What is expected>
Update the article on the children of late Zimbabwean music legends, starting with "IF a movie chronicles" and going on through "all of them.", so that "screenplay" stands in place of "script".

Passage shown>
====================
SOUNDTRACK: Winstone Antonio

IF a movie chronicles the journeys by some sons and daughters of departed Zimbabwean music legends, its script would not make the dead smile — at least not all of them.

The movie would obviously feature Selmor Mtukudzi (pictured), the daughter of the late music super star Oliver “Tuku” Mtukudzi and Peter “Young Igwe” Moyo, son of the late legendary sungura musician, Tongai.

It should also feature Tendai and Morgan, sons of sungura kingpin Leonard Dembo; Tendai Chimombe, the eldest daughter of James; Biggie Tembo Jr, the son of Bhundu Boys frontman Biggie and Afro-pop singers Ammara and Chengeto, daughters of the legendary Andy Brown.

Some of these sons and daughters of the late music legends have disappointed after failing dismally to uphold their fathers’ music legacies despite widespread sympathy from fans.

On November 11, 2011, the clock had just ticked 11pm, a fully packed Sports Diner, (now defunct), was a house of emotions as a very young looking and unpolished Peter “Young Igwe” Moyo, went on stage at a show dubbed Quad 11 organised in honour of his father.
====================
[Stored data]
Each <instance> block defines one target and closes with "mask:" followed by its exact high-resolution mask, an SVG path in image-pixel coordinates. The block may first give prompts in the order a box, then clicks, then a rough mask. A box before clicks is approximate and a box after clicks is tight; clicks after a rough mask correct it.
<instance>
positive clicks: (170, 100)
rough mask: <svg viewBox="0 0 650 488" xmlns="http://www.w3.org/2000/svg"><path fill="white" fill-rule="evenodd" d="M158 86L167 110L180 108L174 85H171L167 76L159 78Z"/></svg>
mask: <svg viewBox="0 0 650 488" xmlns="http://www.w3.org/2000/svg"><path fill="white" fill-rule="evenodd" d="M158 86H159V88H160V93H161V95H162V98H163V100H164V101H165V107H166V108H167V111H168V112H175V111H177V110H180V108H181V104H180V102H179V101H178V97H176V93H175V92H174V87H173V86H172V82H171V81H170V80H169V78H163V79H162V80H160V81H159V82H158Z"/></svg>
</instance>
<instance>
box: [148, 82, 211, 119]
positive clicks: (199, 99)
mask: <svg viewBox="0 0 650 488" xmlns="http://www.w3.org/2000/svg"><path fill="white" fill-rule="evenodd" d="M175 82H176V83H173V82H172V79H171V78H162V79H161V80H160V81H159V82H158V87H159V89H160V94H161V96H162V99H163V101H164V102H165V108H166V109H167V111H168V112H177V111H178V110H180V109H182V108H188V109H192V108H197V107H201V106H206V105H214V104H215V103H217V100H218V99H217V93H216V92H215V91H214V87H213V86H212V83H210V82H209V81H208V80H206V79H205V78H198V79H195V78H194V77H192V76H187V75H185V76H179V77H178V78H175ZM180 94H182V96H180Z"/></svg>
====================
Result of this exercise>
IF a movie chronicles the journeys by some sons and daughters of departed Zimbabwean music legends, its screenplay would not make the dead smile — at least not all of them.